— PROMPT —
Rewrite the lines from the first one containing "bus windshield, written" through the end of the records, inclusive, with "windshield" changed to "grille" and nothing else altered.

— INFORMATION SUPPLIED —
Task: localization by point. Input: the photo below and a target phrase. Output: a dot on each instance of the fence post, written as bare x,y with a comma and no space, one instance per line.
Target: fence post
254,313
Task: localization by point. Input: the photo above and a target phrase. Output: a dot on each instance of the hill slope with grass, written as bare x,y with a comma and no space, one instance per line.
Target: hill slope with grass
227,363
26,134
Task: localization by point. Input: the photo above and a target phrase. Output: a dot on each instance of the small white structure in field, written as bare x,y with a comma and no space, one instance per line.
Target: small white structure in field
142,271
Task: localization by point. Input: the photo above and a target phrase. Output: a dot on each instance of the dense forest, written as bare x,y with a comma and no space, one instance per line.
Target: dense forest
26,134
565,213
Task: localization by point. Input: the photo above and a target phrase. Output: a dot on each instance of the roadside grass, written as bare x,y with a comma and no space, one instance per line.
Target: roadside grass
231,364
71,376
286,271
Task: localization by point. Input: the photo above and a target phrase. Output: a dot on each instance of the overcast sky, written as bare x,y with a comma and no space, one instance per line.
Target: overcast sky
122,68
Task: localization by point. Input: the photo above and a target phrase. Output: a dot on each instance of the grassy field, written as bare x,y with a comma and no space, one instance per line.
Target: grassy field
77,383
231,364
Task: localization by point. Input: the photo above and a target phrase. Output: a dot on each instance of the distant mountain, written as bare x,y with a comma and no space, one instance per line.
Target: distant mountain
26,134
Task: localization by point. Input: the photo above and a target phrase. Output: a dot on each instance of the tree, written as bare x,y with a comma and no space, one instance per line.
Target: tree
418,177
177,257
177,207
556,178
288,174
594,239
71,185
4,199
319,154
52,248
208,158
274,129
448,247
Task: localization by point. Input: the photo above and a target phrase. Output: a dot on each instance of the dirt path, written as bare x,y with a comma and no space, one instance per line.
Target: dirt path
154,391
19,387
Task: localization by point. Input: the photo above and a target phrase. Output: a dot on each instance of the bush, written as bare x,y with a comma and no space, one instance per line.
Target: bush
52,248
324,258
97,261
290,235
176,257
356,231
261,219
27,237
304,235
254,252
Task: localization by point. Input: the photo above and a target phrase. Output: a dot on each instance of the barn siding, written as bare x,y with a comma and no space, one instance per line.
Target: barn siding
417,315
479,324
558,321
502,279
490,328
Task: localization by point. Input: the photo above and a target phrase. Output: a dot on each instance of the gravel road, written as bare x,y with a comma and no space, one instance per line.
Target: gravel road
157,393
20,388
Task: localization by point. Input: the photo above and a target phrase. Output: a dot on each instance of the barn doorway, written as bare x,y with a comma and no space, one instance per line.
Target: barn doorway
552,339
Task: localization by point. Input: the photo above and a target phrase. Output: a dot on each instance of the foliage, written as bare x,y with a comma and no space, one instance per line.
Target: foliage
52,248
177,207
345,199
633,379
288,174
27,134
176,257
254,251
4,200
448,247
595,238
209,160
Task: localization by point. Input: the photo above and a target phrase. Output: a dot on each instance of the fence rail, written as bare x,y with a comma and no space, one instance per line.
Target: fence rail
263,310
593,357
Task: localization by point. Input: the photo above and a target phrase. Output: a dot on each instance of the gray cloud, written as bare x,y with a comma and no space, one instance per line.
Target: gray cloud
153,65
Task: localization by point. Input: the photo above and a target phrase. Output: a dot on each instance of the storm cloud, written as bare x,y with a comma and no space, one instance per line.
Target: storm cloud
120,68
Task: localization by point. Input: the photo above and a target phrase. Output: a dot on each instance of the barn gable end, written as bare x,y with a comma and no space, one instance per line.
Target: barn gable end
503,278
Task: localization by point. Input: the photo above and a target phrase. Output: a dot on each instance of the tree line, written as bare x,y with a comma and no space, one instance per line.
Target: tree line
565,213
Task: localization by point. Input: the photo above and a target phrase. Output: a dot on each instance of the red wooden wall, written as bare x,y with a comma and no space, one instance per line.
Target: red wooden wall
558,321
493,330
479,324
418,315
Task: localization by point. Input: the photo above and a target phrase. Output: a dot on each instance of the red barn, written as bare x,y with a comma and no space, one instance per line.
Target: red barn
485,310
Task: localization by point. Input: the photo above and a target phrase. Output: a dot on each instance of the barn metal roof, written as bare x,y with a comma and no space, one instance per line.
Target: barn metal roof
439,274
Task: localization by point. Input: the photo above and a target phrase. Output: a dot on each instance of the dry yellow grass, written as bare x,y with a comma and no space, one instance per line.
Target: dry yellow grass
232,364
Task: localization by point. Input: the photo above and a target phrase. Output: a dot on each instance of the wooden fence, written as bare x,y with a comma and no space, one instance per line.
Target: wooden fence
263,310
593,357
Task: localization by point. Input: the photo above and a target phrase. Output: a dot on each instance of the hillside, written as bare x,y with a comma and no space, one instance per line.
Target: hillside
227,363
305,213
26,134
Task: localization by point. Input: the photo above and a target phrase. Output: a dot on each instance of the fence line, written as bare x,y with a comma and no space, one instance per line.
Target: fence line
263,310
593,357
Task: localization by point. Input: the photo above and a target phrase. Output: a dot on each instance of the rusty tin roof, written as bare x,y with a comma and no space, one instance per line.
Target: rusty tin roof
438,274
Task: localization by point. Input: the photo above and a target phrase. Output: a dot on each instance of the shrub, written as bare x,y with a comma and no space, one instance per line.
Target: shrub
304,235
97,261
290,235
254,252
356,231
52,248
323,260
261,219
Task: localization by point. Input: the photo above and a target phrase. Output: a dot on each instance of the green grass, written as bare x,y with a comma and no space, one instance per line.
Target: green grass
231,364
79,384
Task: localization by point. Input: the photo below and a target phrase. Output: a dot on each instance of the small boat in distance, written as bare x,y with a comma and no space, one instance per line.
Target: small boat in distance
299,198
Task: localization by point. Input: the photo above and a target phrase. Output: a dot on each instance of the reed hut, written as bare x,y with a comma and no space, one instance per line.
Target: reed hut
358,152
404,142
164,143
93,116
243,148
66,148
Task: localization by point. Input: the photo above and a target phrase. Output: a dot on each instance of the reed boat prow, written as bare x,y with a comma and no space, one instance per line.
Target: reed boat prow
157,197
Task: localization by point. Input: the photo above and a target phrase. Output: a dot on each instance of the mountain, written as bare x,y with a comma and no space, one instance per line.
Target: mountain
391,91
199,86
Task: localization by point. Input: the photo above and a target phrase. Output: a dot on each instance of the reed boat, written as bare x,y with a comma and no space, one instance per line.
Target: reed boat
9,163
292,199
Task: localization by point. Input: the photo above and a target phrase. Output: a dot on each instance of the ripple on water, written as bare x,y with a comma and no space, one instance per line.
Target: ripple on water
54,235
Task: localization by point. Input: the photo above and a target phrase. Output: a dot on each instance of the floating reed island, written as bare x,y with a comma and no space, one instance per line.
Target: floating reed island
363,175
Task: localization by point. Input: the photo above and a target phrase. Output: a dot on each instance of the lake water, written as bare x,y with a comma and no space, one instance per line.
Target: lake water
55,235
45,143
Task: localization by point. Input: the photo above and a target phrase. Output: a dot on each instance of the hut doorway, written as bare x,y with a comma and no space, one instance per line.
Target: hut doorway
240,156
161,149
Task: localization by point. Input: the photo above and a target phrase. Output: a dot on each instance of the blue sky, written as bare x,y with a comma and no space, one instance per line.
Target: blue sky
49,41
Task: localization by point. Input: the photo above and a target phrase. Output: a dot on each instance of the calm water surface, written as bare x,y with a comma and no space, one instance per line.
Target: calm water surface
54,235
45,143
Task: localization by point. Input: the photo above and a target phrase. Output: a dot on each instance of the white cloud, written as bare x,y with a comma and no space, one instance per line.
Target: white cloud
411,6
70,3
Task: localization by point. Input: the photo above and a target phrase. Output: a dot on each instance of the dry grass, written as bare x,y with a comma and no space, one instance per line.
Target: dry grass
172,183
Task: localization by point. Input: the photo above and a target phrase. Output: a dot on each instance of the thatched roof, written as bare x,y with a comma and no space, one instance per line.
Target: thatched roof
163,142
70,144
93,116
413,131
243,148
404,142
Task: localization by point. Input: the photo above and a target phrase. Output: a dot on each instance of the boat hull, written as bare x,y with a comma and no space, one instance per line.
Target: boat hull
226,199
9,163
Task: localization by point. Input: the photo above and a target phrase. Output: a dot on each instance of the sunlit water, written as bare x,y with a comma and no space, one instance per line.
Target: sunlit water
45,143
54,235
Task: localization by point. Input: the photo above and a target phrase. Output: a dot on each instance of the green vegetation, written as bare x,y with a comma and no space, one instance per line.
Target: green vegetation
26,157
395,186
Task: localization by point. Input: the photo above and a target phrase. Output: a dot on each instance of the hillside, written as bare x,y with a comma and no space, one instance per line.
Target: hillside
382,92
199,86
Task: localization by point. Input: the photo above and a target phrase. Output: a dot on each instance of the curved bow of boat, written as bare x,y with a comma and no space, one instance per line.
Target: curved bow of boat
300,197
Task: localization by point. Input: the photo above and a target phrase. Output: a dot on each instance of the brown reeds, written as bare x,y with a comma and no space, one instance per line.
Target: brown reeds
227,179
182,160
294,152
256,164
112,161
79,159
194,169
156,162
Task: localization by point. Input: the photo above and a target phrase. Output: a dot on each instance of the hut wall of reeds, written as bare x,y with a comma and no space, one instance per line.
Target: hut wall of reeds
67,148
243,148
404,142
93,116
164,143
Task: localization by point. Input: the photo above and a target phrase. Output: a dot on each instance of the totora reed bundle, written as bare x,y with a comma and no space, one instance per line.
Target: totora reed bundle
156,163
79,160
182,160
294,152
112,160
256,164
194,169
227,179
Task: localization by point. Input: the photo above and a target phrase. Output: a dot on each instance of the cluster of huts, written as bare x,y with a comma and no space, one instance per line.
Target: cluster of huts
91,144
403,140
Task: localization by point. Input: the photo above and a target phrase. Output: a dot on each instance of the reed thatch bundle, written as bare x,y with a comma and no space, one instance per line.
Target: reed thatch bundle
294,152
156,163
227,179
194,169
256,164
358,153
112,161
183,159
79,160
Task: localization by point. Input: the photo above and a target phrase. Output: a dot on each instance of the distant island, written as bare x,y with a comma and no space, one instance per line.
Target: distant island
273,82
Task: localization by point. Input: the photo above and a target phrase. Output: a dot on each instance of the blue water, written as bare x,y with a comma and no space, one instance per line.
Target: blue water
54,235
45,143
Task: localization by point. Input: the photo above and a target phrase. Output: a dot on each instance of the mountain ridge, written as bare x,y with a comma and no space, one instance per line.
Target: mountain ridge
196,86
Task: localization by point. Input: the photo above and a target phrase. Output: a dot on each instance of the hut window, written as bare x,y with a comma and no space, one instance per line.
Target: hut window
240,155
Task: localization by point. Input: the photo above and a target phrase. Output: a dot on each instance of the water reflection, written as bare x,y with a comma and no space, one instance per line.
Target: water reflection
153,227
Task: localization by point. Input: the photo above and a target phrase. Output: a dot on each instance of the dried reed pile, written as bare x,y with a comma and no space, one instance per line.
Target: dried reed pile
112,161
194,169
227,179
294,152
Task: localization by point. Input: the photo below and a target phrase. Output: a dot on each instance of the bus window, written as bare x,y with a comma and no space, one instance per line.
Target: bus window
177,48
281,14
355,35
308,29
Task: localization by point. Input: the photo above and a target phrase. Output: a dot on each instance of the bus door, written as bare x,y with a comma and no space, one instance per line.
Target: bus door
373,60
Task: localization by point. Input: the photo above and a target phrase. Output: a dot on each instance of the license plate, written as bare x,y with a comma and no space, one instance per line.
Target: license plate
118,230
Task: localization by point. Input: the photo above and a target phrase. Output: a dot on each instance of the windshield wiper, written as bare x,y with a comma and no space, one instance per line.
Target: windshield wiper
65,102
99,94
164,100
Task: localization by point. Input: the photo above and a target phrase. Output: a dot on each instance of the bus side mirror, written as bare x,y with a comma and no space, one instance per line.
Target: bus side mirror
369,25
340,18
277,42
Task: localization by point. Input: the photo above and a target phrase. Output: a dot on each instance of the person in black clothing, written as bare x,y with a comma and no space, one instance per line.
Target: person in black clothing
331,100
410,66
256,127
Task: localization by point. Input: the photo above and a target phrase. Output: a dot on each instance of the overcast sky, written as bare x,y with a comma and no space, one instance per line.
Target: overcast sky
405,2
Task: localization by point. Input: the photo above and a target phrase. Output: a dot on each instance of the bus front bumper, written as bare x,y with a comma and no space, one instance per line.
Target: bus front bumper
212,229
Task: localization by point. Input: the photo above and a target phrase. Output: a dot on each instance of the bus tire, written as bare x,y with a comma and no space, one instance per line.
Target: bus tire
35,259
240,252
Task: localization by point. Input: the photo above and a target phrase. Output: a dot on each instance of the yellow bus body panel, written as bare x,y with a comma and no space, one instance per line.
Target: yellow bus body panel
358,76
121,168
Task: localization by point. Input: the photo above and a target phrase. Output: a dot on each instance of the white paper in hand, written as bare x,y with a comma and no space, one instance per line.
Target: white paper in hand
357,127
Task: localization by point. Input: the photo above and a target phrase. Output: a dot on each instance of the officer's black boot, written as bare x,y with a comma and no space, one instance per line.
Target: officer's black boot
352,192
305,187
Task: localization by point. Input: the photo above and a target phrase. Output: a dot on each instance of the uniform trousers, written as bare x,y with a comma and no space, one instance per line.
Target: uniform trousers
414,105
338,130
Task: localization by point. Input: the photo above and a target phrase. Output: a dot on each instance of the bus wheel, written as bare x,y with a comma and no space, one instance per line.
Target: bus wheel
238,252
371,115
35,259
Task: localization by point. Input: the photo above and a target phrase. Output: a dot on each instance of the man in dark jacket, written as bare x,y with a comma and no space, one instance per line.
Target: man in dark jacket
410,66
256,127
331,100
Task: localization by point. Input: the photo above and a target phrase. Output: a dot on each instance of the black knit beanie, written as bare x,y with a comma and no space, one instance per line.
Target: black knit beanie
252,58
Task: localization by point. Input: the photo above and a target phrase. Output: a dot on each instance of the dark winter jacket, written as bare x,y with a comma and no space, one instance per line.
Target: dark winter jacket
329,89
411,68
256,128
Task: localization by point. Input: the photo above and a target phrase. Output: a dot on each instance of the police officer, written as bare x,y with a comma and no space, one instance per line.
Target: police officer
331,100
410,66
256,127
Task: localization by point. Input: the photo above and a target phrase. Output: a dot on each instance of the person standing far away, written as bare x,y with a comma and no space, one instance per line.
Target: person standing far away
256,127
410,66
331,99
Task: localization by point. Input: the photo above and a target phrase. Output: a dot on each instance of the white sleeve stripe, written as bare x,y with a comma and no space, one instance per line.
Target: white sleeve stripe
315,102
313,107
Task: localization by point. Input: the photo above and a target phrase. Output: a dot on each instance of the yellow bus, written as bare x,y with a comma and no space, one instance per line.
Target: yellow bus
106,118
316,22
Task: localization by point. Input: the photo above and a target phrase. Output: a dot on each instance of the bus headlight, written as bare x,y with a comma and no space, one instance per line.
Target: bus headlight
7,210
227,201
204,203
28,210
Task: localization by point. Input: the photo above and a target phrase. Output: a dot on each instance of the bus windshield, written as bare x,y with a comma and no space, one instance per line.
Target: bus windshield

— SOLUTION FOR THIS PROBLEM —
Task: localization by point. Input: the photo above and a target phrase. Output: a dot on each instance of the bus grille, written as bare x,y with a comma and no space, one instance per line.
Target: bus grille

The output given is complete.